Extracted records:
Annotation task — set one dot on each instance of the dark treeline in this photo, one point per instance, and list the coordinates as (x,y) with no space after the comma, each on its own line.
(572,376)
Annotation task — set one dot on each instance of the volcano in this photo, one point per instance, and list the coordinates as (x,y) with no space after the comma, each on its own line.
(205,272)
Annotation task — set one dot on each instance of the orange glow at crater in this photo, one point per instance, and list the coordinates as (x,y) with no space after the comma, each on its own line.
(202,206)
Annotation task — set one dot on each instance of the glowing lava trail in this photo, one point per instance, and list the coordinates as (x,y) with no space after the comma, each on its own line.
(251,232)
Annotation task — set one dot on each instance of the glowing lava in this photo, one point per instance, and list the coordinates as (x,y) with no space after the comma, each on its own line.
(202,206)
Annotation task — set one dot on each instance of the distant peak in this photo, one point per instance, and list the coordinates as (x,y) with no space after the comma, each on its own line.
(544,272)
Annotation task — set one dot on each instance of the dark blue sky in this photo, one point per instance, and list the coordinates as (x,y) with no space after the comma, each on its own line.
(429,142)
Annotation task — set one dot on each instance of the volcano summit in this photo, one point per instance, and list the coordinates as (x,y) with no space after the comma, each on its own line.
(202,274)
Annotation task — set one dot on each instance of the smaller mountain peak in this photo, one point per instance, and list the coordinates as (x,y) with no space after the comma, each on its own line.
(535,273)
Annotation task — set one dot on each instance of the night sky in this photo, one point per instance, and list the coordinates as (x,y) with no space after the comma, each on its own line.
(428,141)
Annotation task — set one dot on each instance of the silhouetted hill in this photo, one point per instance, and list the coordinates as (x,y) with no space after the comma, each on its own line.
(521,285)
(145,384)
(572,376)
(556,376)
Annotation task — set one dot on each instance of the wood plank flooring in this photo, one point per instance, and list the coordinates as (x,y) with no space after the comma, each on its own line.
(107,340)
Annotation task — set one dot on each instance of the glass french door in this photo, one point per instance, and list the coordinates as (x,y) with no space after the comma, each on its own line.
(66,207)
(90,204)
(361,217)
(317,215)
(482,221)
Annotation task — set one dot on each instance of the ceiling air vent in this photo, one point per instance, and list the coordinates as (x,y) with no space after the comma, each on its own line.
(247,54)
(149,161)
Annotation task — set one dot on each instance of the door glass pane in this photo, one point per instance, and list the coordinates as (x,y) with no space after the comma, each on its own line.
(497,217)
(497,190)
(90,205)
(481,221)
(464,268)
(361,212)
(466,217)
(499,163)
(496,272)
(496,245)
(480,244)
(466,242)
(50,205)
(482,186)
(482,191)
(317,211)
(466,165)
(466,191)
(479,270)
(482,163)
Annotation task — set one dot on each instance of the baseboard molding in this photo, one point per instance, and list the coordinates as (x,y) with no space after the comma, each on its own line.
--
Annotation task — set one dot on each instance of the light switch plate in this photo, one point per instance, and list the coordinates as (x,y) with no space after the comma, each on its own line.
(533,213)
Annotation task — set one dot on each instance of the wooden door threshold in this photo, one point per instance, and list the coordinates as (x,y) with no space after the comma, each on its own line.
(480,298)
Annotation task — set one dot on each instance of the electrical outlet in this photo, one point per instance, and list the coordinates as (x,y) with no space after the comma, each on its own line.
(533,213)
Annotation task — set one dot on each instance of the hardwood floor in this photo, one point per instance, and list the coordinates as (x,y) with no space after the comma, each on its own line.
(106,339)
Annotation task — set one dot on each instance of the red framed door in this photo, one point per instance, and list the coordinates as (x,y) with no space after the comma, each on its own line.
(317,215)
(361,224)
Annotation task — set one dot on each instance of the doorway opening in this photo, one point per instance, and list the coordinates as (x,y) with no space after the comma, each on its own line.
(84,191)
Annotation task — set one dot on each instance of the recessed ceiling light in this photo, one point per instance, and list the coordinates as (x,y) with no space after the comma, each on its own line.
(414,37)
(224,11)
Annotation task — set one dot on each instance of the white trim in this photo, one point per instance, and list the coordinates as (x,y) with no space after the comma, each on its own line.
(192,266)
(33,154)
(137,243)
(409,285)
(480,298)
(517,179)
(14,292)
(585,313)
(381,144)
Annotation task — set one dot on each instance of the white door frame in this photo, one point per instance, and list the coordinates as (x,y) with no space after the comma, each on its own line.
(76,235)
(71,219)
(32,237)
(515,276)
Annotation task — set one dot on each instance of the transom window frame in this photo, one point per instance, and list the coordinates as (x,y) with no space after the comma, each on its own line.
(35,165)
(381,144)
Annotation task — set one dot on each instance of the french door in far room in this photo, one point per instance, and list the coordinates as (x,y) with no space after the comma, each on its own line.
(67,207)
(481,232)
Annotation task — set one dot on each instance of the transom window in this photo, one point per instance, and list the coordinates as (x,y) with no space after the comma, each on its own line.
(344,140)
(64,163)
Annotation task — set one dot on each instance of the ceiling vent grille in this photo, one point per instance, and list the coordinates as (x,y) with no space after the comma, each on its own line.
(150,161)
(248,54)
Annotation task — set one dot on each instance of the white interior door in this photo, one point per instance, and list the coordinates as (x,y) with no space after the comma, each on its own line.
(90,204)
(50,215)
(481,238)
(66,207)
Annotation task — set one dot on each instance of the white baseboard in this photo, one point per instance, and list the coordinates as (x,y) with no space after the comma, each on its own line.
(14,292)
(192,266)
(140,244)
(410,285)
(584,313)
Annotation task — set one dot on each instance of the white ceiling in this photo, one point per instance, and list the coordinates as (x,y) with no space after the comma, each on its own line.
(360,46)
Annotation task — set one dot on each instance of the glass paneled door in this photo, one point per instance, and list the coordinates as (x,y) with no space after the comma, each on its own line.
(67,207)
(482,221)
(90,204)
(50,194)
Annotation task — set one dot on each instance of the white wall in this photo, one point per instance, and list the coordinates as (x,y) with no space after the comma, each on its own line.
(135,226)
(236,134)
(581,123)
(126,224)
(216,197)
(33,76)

Work instructions:
Which lines in the records above contain the word "summit"? Show each of those lines in full.

Written reply:
Annotation task — set one dot on each instance of the volcano summit in this photo, one point per instance, and list the coordinates as (x,y) with no space after the comma, each on its own line.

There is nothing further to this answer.